-- begin --

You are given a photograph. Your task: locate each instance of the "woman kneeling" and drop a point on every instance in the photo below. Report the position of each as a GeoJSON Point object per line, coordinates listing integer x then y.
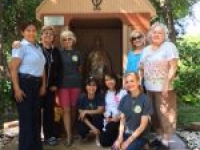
{"type": "Point", "coordinates": [135, 110]}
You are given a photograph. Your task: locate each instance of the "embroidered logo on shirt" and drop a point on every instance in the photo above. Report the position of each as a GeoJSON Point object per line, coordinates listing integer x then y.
{"type": "Point", "coordinates": [137, 109]}
{"type": "Point", "coordinates": [74, 58]}
{"type": "Point", "coordinates": [116, 99]}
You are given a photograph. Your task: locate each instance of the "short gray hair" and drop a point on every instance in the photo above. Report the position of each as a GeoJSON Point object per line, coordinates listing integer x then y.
{"type": "Point", "coordinates": [158, 24]}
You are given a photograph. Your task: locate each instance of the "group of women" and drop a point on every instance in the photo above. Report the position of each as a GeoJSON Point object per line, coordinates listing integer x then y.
{"type": "Point", "coordinates": [117, 115]}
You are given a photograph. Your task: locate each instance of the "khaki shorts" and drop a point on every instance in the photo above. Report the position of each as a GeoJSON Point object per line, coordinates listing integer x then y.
{"type": "Point", "coordinates": [164, 115]}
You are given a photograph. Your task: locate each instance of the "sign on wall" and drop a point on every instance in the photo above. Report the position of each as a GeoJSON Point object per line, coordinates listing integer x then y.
{"type": "Point", "coordinates": [54, 20]}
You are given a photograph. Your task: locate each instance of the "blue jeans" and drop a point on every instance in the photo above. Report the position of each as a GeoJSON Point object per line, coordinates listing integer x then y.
{"type": "Point", "coordinates": [29, 115]}
{"type": "Point", "coordinates": [137, 144]}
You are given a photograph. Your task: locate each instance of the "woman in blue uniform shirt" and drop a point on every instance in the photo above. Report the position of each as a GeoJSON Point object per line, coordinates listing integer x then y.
{"type": "Point", "coordinates": [27, 71]}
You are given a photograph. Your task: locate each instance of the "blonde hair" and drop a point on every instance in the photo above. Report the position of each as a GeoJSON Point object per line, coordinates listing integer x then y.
{"type": "Point", "coordinates": [134, 33]}
{"type": "Point", "coordinates": [161, 25]}
{"type": "Point", "coordinates": [67, 34]}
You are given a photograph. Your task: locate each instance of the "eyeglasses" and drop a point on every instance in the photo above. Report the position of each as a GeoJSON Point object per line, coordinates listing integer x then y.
{"type": "Point", "coordinates": [67, 39]}
{"type": "Point", "coordinates": [137, 37]}
{"type": "Point", "coordinates": [48, 33]}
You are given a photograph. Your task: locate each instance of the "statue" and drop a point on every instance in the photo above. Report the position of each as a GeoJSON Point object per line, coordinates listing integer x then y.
{"type": "Point", "coordinates": [98, 62]}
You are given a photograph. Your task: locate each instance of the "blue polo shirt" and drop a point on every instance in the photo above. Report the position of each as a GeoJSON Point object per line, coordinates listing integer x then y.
{"type": "Point", "coordinates": [133, 62]}
{"type": "Point", "coordinates": [32, 58]}
{"type": "Point", "coordinates": [134, 108]}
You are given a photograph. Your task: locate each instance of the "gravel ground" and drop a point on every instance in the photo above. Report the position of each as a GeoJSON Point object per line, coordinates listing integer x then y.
{"type": "Point", "coordinates": [192, 138]}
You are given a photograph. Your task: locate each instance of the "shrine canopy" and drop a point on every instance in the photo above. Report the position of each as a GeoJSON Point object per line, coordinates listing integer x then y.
{"type": "Point", "coordinates": [131, 12]}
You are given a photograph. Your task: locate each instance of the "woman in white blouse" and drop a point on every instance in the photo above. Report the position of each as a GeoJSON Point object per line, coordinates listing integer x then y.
{"type": "Point", "coordinates": [113, 96]}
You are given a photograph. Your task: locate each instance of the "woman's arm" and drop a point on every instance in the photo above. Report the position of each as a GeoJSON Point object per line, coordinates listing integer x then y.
{"type": "Point", "coordinates": [99, 110]}
{"type": "Point", "coordinates": [171, 74]}
{"type": "Point", "coordinates": [143, 125]}
{"type": "Point", "coordinates": [119, 140]}
{"type": "Point", "coordinates": [43, 86]}
{"type": "Point", "coordinates": [14, 65]}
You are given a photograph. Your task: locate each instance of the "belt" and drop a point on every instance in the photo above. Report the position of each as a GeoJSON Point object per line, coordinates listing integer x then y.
{"type": "Point", "coordinates": [29, 76]}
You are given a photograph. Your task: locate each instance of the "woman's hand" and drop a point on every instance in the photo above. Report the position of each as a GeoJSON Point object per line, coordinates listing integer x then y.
{"type": "Point", "coordinates": [165, 90]}
{"type": "Point", "coordinates": [19, 95]}
{"type": "Point", "coordinates": [126, 143]}
{"type": "Point", "coordinates": [95, 130]}
{"type": "Point", "coordinates": [114, 119]}
{"type": "Point", "coordinates": [42, 91]}
{"type": "Point", "coordinates": [53, 88]}
{"type": "Point", "coordinates": [82, 114]}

-- end --

Every line of the material is to be quoted exactly, with no pictures carried over.

> _The completed task_:
You are given a photograph. Your task: locate each instance of the "woman kneeling" and drop a point on every instance in the photo below. Report the position of each as a GeoJSON Point object per line, coordinates listing integer x then y.
{"type": "Point", "coordinates": [135, 110]}
You are given a photograph. Your task: locate each instance of the "embroidered logo on shirt" and drop a point on every instance in the photo above. Report the position of each as a GeoJSON Point object per line, coordinates listing integer x then y.
{"type": "Point", "coordinates": [137, 109]}
{"type": "Point", "coordinates": [74, 58]}
{"type": "Point", "coordinates": [116, 99]}
You are given a photograph. Your task: locate each instance of the "short gray hair" and drop a point on every instance in the photo above. Report the position of each as a GeoJSON Point object per line, coordinates listing integer x then y.
{"type": "Point", "coordinates": [158, 24]}
You are given a photograph. Your task: locate each instance of the "group of women" and drop a point on every instance in the photo above. Report the position of each as a GeoJSON Point object per line, coordinates listing integer x then y.
{"type": "Point", "coordinates": [117, 115]}
You are given a photograph. Your task: locate each instance of the "khaki shorts" and drop a point on every instance in the photo above. Report the position of each as a GeoJSON Point object per line, coordinates listing integer x then y.
{"type": "Point", "coordinates": [164, 115]}
You are given a photograph. Your task: locate each instance of the "sign on wall" and drop a point on every instance in the photo above. Report the position of each as a GeoJSON Point object per line, coordinates listing integer x then y.
{"type": "Point", "coordinates": [54, 20]}
You are given a photograph. Your task: locate each instance of the "blue jeans" and drop a point on every instance in the photo above. Report the position of each as a GeoJSON Point object per line, coordinates listing integer x then y.
{"type": "Point", "coordinates": [29, 115]}
{"type": "Point", "coordinates": [137, 144]}
You are given a photograph. Your task: locate each instance of the "woman in blue uniform shirt" and drop a point on every instance in the photo above. Report the position of each as a GeoJSON Point object per line, coordinates listing integer x then y.
{"type": "Point", "coordinates": [27, 71]}
You are given a photograph. Your task: locate each instance of the "blonde hair" and drop a point on every instance in the photo above. Report the position of each as a GeoJSON Point object per line, coordinates listing integer x then y.
{"type": "Point", "coordinates": [134, 33]}
{"type": "Point", "coordinates": [161, 25]}
{"type": "Point", "coordinates": [67, 34]}
You are given a photograph. Your task: locate each instance of the "eyeglasses" and drop a point on every instance in the photo above. Report the position of each as a GeoJSON Point object per line, coordinates listing integer x then y.
{"type": "Point", "coordinates": [67, 39]}
{"type": "Point", "coordinates": [137, 37]}
{"type": "Point", "coordinates": [48, 33]}
You are given a photograph. Your task: locate each instance of the "statue" and drop a point on every instance in the photo above. Report the position of each as a GeoJSON Point object per line, coordinates listing integer x then y.
{"type": "Point", "coordinates": [98, 62]}
You are given a photograph. Your task: locate each instance of the "blue polo shirt" and drop a point on every instance in the photo above. Report the position of each as a GeoJSON Point object per line, coordinates listing integer x then y.
{"type": "Point", "coordinates": [133, 62]}
{"type": "Point", "coordinates": [32, 58]}
{"type": "Point", "coordinates": [134, 108]}
You are given a photograph. Your task: locate each instance of the "gravel ground" and drop a point on every instance in the photo above. Report the position of each as a GeoJSON Point object per line, coordinates listing integer x then y.
{"type": "Point", "coordinates": [192, 138]}
You are given a photograph. Your task: locate each instance of the "shrine canopy" and drop a point on every instance in the photo above. Report the position of each as a GeoJSON Point object per line, coordinates listing integer x then y.
{"type": "Point", "coordinates": [131, 12]}
You are given a photograph. Your task: locate each instance of the "woman in white blouse" and drop a point on every instance in the photo above. Report the position of each as a GeoJSON Point object per line, coordinates listing integer x then y.
{"type": "Point", "coordinates": [113, 96]}
You are given a photograph. Your task: locate each instance of the "woman's arm" and drop a point on every instance in the photo above. Report the position of each as a GeoJSON Point object per line, coordinates listing integer x then y.
{"type": "Point", "coordinates": [99, 110]}
{"type": "Point", "coordinates": [171, 74]}
{"type": "Point", "coordinates": [143, 125]}
{"type": "Point", "coordinates": [119, 140]}
{"type": "Point", "coordinates": [43, 86]}
{"type": "Point", "coordinates": [14, 65]}
You are given a photograph. Your task: locate each instance of the "belt" and drop a point on every instance in the photo above. Report the position of each as a GeoJSON Point object per line, coordinates listing integer x then y.
{"type": "Point", "coordinates": [29, 76]}
You are given a photograph. Your task: locate each instance of the "woman's hand" and drop a point on every instance in the photo above. Report the position of each as a GeoJSON Point object per line, coordinates listing integer x then y.
{"type": "Point", "coordinates": [165, 90]}
{"type": "Point", "coordinates": [19, 95]}
{"type": "Point", "coordinates": [126, 143]}
{"type": "Point", "coordinates": [95, 130]}
{"type": "Point", "coordinates": [114, 119]}
{"type": "Point", "coordinates": [42, 91]}
{"type": "Point", "coordinates": [53, 88]}
{"type": "Point", "coordinates": [82, 114]}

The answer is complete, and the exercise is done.